*** Begin section ***
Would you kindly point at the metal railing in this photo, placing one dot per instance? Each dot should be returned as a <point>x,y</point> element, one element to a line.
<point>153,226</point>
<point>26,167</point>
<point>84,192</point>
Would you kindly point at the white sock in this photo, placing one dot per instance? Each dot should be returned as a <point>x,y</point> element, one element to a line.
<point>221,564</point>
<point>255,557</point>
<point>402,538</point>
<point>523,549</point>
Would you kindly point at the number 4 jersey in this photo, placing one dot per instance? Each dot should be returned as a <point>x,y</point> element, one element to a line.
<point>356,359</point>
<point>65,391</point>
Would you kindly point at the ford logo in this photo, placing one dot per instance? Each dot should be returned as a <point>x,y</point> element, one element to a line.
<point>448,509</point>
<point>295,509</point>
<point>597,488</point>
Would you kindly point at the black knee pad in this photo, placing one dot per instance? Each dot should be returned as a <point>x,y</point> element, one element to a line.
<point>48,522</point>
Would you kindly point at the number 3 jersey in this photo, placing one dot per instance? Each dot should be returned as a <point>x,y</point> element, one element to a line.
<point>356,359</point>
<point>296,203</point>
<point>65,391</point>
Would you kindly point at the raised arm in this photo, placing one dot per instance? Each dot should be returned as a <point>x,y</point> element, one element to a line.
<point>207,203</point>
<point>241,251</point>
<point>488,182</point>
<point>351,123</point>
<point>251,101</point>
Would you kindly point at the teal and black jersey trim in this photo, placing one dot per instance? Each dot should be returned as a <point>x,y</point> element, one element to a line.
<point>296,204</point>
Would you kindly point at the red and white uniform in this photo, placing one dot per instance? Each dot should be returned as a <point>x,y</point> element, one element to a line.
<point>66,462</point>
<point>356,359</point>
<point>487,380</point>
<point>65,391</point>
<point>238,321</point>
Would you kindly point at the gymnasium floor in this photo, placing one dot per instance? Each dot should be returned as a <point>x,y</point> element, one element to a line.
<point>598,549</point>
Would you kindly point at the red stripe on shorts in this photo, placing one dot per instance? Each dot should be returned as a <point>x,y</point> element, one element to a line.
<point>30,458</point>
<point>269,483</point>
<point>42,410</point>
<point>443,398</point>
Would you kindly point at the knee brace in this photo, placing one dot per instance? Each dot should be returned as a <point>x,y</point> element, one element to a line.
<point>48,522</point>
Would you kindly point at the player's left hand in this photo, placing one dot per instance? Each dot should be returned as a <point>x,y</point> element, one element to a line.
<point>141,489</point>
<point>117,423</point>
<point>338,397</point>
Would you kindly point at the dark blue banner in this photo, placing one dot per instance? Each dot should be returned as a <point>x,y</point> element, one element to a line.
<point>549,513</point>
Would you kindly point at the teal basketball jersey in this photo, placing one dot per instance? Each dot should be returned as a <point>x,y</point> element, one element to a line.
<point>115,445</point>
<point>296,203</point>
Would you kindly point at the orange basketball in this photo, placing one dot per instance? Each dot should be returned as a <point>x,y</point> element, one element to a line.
*** End section ***
All entries above are to be repeated verbatim, down to the last line.

Would you kindly point at the metal railing in this photo, placing one dot per instance? Each dot should be returned as a <point>x,y</point> element, one element to a line.
<point>153,226</point>
<point>26,167</point>
<point>84,192</point>
Would you kindly point at the white sock in this photo, placing one dot per instance? Each dot should be returned as a <point>x,y</point> element, one element to a line.
<point>221,564</point>
<point>255,557</point>
<point>402,538</point>
<point>523,549</point>
Would you kindly point at the number 4 jersey in this photo, placing one dot per instance? Each dot should be returned as a <point>x,y</point> element, one element to a line.
<point>356,359</point>
<point>65,391</point>
Would you kindly point at the ford logo in this photo, placing one dot per instance? Each dot should be returned as a <point>x,y</point> element, one element to a line.
<point>448,509</point>
<point>295,509</point>
<point>597,488</point>
Would you kindly point at the black knee pad in this photo, placing one dot per instance? Each dot should be returned as a <point>x,y</point> element, one element to a line.
<point>48,522</point>
Would you kindly point at the number 3 jersey in this photo, placing one dot per instance? Each dot should be returned as a <point>x,y</point> element, one element to a line.
<point>356,359</point>
<point>296,203</point>
<point>65,391</point>
Would you kindly point at the raised arm in this photo, placing one dot per instance? Each dot should be returned as a <point>x,y</point> element, one element to a line.
<point>207,203</point>
<point>241,251</point>
<point>488,182</point>
<point>351,123</point>
<point>251,101</point>
Would you kindly point at the teal and black jersey trim in this photo, placing one dot per instance? Each dot should be returned as a <point>x,y</point> element, one element to a line.
<point>296,204</point>
Would you kindly point at the red and white uniform in this photo, placing one dot per instance? Each dot should be returned as a <point>x,y</point> element, one element to a line.
<point>66,462</point>
<point>356,359</point>
<point>487,380</point>
<point>65,391</point>
<point>238,321</point>
Would you kindly point at the gymnasium floor in this photo, placing one dot per instance? Each dot should be returned as a <point>x,y</point> element, one element to a line.
<point>598,549</point>
Would you kindly point at the red stripe on shorts in this photo, placing one dot per instance? Each dot should be returned as a <point>x,y</point> element, one element to a line.
<point>30,458</point>
<point>269,483</point>
<point>42,410</point>
<point>443,398</point>
Would you kindly point at the knee brace in this photo, placing one dot per instance? Each dot should be returned as a <point>x,y</point> element, one element to a line.
<point>48,522</point>
Would you kindly point at the player's left hand in this photo, placing one dot per instance? Each dot should be returned as a <point>x,y</point> element, one element to a line.
<point>141,489</point>
<point>117,423</point>
<point>338,397</point>
Would you kindly point at the dark blue banner in this photo, placing one dot per instance? Each dot should be returned as a <point>x,y</point> element, one element to a line.
<point>549,513</point>
Would you kindly point at the teal basketball jersey in this photo, placing one dot per instance? Each dot should be returned as a <point>x,y</point> element, one element to a line.
<point>115,445</point>
<point>296,203</point>
Would you kindly point at the orange basketball in this photo, placing one dot per instance? Each dot should be returned as a <point>x,y</point> element, one element to a line.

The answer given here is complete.